═════ AVAILABLE RECORDS

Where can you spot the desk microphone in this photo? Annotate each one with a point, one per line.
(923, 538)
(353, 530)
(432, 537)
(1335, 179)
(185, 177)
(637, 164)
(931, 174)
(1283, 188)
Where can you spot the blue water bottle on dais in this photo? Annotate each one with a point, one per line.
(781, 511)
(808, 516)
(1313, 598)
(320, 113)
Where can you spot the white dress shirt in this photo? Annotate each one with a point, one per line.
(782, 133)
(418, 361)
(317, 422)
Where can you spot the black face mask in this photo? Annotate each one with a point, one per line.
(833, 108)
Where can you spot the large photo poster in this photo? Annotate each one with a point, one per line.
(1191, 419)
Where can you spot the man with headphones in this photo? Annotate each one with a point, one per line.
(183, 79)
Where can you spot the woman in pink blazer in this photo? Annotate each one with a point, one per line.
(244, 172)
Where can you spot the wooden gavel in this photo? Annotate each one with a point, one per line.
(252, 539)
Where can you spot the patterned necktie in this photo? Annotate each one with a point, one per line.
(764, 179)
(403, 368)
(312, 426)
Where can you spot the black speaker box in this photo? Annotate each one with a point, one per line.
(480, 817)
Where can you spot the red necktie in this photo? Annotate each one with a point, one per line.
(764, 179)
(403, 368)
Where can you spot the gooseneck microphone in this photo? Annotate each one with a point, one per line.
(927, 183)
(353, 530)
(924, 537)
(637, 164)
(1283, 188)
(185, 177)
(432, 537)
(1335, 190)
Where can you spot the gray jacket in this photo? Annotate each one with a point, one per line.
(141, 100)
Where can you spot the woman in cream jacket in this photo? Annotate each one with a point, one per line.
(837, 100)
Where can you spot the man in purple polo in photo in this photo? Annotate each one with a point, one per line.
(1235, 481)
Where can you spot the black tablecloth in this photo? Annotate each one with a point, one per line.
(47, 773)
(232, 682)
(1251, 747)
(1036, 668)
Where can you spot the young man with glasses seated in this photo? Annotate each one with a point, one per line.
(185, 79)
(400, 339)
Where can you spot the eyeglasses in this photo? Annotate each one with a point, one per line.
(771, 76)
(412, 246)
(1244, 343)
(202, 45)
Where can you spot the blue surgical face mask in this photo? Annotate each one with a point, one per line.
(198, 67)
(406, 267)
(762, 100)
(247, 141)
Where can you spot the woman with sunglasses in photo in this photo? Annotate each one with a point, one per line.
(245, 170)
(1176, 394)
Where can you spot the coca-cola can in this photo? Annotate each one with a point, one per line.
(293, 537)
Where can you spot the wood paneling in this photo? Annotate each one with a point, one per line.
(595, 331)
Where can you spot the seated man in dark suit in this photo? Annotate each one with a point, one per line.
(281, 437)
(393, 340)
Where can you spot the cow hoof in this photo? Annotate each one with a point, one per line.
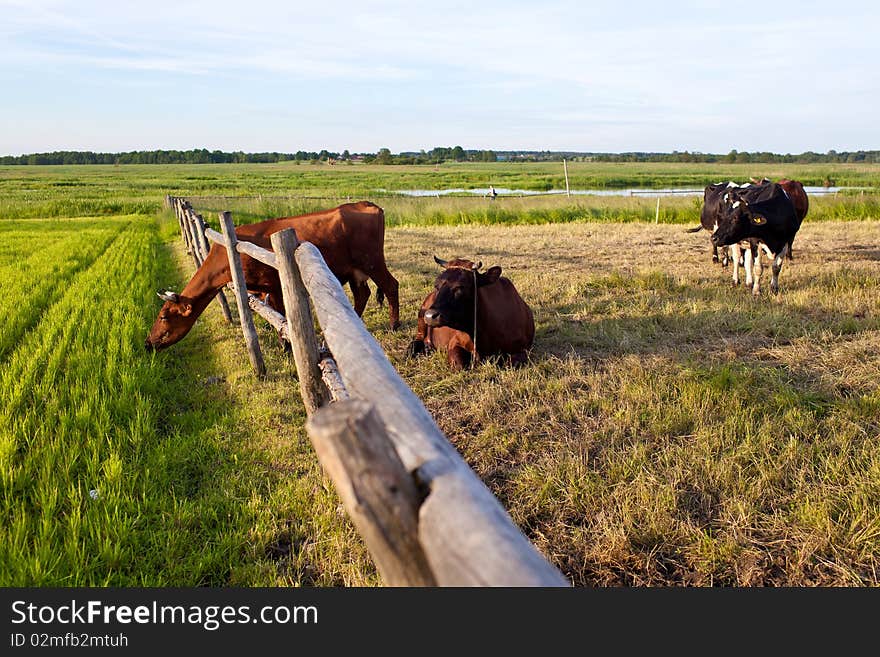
(415, 348)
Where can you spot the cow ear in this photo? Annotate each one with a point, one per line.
(489, 277)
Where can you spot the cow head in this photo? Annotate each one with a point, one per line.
(737, 222)
(174, 321)
(454, 293)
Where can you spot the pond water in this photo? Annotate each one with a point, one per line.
(632, 191)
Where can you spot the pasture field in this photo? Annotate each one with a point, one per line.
(669, 429)
(70, 191)
(189, 491)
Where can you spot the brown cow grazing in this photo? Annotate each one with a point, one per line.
(472, 315)
(351, 238)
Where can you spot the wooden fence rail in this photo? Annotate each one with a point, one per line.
(426, 518)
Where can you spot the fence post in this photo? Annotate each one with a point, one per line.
(300, 326)
(238, 280)
(565, 168)
(180, 211)
(377, 491)
(189, 223)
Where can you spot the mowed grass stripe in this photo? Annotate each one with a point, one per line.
(92, 408)
(189, 489)
(36, 265)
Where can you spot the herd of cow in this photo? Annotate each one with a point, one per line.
(471, 314)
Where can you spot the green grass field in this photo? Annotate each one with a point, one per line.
(669, 429)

══════════

TASK BRIEF: Repeat all of the data above word for word, leaving the pictures out.

RESULT:
Where can you spot the desk microphone in this photo? Annotate each one with a point, one per line.
(923, 538)
(353, 530)
(432, 537)
(1335, 179)
(185, 177)
(637, 164)
(931, 174)
(1283, 188)
Where can you spot the blue water bottle on dais in this photo? Annotate each one with a point, one per line.
(781, 511)
(808, 516)
(1313, 598)
(320, 113)
Where can you spot the white dress shirt in this photo? Annotate each one with a point, one per line.
(782, 133)
(418, 361)
(317, 422)
Where can you spot the black face mask in this photo? Annotate each one with a point, one per line.
(833, 108)
Where can you spot the large photo poster in this photo? Annotate each one with a point, one per line.
(1191, 419)
Where can you spot the man with headphones in this photo? Annotate each one with a point, one per line.
(183, 79)
Where can you spot the woman in pink blazer in this photo? Annotate each one with a point, one per line.
(244, 172)
Where can you spot the wooden gavel in this photo? Annotate each one with a point, one per line.
(252, 539)
Where can you spot the patterned necktie in this photo? Annotate each one with a point, one per line.
(764, 179)
(403, 368)
(312, 426)
Where can you spot the black speaker box in this photo? Annotate each one with a point, one per line.
(480, 817)
Where can you spot the red necktie in this photo? Annotate each one with a point, one per line.
(764, 179)
(403, 368)
Where can you spot the gooseneck microphone in this photo? Annotate each one with a point, one per line.
(927, 183)
(353, 530)
(924, 537)
(637, 164)
(1283, 188)
(185, 177)
(432, 537)
(1335, 190)
Where can you spot the gray jacket in this photo? Annotate each one with a point, one per line.
(141, 100)
Where can you spot the woman in cream jacket in this photo? Annotate each one with a point, one per line.
(837, 100)
Where can you spot the man in purple polo in photo in this photo? Annotate each one with a point, one per line.
(1235, 481)
Where can you spot the black tablecloth in this photo? Annotate each one with a point, one per line.
(47, 773)
(232, 682)
(1251, 747)
(1036, 668)
Where can you spot the young man with glasses seated in this photo? Annotate each one with a point, one per line.
(185, 79)
(400, 339)
Where can you spot the eyeglasses in this photo? Annotate each one with a point, one per line.
(771, 76)
(412, 246)
(1244, 343)
(202, 45)
Where can you spot the blue surgical face mask in this photo? Annotate each one with a point, one per line.
(198, 67)
(406, 267)
(762, 100)
(247, 141)
Where can you spot the woman with sunglasses in photo in this photo? Annotate each one with a point, one per line.
(245, 170)
(1176, 394)
Where can you spot the coca-cola can in this photo? Annotate each one with a point, one per line.
(293, 537)
Where can you spot the wood paneling in this photo? Annotate each one with a point, one per line.
(595, 331)
Where can you spot the seated man in dark suit in this photo? Annotate each one with a point, one per line.
(281, 437)
(393, 340)
Where can you spot the cow hoof in this photo? Annotate each one with a point, one per line.
(415, 348)
Where can you spot the cow ear in this photo? Annotate each one with a point, one per line.
(489, 277)
Where can you spot the cow head in this photo? Annotate each one with a point, one per line.
(737, 222)
(174, 321)
(454, 293)
Where can you spot the pond water in this photo? Annotate each one with a point, one per line.
(632, 191)
Where can you spot the pasture field in this photo? Annotate each one with a point, one per line.
(669, 429)
(70, 191)
(189, 491)
Where can you spot the brown cow grazing in this photo? Annotate each one with a point, one per line.
(472, 315)
(351, 238)
Where can you spot the wooden fence rail in this photo? Annotate each one with a point, one per line.
(426, 518)
Where can you spot the fence post in this photo? Annotate each one with a point, one per line.
(300, 326)
(238, 280)
(565, 168)
(180, 211)
(377, 491)
(189, 223)
Where can you spot the mowed grass stripe in this photo? Annotate each one with a point, one per line.
(92, 408)
(189, 489)
(36, 265)
Where can you spot the herd of cow in this photo? Annotate each one with a point, one per line.
(471, 314)
Where can you spot the green grass field in this photo? Annotate each one with a point, one per line.
(669, 429)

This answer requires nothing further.